» **TASK PROMPT**:
Within the listing below, the lines containing "before" are to be counted. Give the number only.

» **RECORDS**:
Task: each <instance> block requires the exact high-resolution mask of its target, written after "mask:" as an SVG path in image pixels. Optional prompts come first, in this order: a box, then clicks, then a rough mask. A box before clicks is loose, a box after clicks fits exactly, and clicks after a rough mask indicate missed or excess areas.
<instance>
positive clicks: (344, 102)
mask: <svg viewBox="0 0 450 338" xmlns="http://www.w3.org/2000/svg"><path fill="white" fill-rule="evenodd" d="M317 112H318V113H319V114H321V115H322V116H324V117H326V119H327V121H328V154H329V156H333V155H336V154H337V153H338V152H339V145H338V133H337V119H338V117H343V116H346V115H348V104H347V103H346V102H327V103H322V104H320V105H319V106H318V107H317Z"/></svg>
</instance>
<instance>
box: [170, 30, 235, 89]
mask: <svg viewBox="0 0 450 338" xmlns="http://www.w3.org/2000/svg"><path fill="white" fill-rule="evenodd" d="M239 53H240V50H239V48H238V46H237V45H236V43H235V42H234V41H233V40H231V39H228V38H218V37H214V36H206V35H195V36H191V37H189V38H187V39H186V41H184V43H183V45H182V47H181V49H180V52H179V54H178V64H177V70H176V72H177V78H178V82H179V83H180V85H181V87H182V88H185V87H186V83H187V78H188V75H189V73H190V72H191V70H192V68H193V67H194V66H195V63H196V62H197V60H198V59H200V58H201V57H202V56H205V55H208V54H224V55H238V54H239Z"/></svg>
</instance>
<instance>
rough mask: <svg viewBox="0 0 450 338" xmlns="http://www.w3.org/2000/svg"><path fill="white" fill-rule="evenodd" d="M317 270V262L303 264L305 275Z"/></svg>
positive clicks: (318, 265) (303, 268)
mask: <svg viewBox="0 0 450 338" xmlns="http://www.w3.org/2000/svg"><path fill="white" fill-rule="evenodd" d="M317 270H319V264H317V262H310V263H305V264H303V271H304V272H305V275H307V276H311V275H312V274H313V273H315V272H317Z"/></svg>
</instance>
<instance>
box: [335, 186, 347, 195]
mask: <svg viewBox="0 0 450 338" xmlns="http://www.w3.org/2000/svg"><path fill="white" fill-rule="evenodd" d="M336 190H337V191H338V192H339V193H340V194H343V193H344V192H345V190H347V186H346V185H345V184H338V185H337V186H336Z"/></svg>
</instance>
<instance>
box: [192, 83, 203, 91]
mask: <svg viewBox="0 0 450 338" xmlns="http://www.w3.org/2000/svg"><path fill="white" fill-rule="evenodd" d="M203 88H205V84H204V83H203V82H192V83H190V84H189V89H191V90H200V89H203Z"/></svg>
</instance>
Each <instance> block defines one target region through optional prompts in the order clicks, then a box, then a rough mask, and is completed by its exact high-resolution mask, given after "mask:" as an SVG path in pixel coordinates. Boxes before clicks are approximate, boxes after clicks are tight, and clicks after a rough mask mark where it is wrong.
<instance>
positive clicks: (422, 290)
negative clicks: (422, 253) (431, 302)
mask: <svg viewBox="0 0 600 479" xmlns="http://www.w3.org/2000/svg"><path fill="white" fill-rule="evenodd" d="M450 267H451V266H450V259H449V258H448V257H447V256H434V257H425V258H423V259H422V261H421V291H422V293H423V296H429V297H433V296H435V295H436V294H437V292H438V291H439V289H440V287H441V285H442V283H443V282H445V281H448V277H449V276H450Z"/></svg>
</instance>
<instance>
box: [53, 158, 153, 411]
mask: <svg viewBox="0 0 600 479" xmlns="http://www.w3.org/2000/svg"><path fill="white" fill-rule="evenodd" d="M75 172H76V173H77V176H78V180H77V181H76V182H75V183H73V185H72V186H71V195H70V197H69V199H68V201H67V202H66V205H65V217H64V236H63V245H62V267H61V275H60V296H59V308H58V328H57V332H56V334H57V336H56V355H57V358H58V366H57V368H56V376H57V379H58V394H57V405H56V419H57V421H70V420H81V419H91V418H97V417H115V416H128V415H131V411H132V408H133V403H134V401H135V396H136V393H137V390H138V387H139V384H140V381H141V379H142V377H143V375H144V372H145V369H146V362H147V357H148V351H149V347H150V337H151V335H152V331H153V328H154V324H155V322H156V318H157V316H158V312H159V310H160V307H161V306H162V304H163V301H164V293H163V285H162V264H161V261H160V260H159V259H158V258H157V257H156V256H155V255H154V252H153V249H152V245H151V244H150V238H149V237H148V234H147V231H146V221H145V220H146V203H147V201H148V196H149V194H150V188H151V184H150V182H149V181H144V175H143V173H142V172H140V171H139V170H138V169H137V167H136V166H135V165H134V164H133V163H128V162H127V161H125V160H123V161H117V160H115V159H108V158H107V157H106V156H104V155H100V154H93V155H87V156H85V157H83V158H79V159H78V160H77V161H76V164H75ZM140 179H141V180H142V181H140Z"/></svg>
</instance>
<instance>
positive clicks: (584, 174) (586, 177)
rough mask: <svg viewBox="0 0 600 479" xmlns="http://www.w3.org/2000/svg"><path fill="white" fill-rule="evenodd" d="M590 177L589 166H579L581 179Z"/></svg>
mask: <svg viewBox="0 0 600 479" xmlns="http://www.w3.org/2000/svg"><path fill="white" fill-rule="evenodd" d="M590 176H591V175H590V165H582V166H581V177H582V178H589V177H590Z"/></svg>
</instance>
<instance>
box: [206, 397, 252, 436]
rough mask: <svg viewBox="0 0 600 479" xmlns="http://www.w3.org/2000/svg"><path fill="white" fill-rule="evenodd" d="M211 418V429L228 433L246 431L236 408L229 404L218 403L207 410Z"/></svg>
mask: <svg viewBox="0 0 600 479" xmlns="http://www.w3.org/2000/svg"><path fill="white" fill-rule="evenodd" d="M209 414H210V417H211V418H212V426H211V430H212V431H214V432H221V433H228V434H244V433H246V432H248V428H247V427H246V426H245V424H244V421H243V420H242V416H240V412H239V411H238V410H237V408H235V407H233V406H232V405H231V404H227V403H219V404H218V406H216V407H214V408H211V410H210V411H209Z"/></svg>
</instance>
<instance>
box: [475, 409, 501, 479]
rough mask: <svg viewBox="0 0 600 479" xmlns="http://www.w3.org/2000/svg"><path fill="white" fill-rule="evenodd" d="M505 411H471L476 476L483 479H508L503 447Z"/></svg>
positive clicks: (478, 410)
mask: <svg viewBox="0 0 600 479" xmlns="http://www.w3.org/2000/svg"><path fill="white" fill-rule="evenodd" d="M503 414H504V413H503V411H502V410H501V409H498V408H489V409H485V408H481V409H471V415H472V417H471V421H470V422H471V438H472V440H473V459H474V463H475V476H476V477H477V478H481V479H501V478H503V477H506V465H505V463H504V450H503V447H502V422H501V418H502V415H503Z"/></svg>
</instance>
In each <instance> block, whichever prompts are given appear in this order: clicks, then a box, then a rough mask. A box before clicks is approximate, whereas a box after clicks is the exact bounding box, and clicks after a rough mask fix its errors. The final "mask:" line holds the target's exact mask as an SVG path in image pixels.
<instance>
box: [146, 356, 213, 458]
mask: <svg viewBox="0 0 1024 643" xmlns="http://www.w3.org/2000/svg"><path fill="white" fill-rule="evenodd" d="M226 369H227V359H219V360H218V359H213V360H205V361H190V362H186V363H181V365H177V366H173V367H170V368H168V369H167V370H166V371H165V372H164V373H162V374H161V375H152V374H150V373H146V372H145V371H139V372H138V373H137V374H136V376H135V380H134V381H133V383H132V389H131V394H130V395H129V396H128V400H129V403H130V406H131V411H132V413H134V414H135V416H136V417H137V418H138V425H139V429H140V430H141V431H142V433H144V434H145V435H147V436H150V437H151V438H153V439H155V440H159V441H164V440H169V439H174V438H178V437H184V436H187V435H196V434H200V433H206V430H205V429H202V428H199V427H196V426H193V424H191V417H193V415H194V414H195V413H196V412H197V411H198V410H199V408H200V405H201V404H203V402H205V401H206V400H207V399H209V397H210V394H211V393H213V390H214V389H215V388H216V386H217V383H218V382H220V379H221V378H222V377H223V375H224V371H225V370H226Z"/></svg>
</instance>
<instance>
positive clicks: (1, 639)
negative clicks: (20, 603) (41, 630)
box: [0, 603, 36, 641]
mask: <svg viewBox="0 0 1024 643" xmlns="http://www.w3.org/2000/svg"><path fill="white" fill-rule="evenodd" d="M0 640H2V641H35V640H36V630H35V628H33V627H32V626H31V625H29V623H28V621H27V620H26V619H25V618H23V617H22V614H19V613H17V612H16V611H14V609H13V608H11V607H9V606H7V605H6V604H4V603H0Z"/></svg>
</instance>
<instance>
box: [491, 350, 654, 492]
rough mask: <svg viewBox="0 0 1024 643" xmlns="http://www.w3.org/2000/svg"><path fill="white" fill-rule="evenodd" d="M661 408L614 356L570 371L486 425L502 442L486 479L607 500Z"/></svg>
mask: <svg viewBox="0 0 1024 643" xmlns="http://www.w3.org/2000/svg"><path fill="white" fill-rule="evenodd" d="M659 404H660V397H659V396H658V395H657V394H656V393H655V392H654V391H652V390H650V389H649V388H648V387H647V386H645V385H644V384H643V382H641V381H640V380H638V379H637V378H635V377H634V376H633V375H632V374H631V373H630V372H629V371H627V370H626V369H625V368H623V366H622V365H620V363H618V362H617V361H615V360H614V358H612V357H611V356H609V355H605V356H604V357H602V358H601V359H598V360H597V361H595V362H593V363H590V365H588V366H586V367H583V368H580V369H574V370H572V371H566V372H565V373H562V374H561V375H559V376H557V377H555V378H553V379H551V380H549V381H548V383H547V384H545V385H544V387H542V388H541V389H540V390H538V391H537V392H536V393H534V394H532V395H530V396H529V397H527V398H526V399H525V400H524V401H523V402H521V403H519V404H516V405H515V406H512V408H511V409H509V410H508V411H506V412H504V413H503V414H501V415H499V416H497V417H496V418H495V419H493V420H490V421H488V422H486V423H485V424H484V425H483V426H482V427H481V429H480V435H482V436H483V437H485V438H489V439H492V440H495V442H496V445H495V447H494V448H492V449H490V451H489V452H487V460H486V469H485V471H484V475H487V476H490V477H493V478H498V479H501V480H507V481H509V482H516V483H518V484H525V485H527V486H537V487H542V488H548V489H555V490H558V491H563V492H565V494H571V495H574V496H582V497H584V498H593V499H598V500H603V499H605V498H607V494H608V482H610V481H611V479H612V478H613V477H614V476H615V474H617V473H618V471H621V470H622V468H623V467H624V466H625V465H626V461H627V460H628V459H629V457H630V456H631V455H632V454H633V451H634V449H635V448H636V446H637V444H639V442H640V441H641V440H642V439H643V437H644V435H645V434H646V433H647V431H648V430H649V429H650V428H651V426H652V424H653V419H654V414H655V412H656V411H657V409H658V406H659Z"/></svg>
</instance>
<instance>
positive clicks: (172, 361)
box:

» **ANSWER FOR THE TASK**:
3